• _WORK TO COMPLETE_
Below are the records; pull every line that includes "instance".

### EXERCISE INPUT ###

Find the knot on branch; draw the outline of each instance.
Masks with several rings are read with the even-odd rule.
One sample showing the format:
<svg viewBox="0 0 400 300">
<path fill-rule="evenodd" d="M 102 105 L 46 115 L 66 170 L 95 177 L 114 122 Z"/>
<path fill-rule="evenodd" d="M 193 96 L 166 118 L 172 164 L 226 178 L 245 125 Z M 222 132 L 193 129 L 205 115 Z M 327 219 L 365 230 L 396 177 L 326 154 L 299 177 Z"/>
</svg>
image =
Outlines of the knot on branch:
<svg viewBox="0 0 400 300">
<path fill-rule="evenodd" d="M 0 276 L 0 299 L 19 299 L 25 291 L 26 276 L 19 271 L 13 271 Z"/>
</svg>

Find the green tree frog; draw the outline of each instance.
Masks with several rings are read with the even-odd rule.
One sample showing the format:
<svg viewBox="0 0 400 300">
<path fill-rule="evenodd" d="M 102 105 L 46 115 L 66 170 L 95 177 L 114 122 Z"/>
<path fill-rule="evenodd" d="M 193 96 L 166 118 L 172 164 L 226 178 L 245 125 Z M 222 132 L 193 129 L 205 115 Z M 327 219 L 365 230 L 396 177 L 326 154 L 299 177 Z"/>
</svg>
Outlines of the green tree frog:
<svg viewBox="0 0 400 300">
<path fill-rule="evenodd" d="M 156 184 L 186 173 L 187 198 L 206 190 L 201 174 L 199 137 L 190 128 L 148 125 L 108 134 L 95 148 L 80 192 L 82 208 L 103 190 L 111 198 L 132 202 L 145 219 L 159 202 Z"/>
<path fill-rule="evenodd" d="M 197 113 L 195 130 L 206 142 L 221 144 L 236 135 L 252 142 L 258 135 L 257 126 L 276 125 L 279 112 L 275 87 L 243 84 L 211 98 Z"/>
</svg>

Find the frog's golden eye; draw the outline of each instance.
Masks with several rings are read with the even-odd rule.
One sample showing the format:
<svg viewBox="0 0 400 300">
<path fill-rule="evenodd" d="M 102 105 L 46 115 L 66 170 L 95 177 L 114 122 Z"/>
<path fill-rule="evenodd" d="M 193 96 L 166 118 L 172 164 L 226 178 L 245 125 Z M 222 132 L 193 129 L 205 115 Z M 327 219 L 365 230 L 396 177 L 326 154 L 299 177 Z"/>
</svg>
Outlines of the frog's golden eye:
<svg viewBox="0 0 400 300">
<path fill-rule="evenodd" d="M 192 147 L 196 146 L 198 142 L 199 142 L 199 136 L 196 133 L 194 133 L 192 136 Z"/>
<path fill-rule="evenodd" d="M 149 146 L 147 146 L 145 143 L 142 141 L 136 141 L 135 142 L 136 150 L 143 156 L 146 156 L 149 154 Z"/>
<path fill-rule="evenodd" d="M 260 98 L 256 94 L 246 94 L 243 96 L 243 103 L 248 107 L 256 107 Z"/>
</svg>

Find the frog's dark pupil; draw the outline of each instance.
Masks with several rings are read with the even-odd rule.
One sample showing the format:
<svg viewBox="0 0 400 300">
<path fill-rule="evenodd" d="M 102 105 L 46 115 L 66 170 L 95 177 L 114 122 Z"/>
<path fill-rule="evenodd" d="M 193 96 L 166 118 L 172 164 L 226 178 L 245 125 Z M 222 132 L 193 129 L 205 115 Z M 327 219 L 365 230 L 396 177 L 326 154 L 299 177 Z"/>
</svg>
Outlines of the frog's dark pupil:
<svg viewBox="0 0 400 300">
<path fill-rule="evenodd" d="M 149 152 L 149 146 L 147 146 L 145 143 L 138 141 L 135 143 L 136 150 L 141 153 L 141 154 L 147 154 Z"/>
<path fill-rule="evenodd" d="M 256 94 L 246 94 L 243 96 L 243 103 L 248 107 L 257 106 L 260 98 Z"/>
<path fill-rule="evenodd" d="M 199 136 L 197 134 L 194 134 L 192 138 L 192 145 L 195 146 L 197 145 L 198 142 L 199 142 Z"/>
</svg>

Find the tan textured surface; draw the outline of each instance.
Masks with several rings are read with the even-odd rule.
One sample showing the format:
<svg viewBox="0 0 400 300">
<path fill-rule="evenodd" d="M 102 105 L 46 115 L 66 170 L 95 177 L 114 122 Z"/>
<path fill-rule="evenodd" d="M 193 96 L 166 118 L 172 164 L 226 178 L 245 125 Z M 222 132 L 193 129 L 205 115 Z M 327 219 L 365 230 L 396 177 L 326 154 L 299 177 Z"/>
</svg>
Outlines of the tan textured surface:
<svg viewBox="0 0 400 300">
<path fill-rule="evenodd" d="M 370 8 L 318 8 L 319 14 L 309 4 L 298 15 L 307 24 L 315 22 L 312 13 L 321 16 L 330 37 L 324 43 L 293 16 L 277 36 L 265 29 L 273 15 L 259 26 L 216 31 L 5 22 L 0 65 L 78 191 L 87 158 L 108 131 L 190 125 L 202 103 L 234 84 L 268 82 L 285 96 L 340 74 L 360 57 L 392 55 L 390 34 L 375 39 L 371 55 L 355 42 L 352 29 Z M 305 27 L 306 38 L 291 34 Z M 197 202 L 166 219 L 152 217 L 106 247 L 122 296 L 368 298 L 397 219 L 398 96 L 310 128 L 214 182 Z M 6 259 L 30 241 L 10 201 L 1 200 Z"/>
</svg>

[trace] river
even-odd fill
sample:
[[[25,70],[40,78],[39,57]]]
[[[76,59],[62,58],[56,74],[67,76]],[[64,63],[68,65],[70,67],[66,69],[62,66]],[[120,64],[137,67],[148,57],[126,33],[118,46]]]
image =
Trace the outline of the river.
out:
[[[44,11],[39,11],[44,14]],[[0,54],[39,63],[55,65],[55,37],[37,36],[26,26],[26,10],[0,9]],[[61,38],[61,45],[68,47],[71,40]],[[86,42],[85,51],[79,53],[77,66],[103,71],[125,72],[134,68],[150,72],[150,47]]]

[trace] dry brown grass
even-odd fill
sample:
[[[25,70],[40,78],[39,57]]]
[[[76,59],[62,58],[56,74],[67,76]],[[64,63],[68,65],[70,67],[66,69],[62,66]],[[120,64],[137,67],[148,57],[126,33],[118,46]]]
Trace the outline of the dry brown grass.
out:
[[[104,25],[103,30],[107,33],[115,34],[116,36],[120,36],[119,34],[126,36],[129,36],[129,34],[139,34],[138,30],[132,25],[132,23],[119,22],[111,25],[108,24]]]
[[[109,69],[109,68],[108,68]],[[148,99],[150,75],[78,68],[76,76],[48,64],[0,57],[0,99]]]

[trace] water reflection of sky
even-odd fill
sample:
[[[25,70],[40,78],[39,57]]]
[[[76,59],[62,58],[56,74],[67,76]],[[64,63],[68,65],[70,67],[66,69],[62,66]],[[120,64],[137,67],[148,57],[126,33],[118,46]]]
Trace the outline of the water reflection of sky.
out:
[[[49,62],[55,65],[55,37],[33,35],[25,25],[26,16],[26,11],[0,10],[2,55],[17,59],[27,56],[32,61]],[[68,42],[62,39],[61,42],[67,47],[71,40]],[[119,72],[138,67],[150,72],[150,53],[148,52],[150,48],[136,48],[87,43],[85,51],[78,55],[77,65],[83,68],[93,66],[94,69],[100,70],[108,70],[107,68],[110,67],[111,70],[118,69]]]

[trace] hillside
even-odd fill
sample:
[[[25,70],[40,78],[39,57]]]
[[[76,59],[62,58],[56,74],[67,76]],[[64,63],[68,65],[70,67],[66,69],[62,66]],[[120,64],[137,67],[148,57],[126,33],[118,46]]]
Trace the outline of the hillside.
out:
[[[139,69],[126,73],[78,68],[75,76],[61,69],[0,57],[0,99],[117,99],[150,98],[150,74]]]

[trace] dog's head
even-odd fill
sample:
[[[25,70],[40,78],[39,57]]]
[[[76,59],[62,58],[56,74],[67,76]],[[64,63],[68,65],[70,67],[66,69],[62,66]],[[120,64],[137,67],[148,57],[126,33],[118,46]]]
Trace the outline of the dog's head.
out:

###

• _THE COMPLETED TASK_
Find the knot on branch; draw the outline of each instance.
Find the green tree frog; draw the outline of each instance.
Find the frog's golden eye; draw the outline of each instance.
Find the frog's dark pupil; draw the outline of each instance.
Find the tan textured surface; draw the outline of each instance.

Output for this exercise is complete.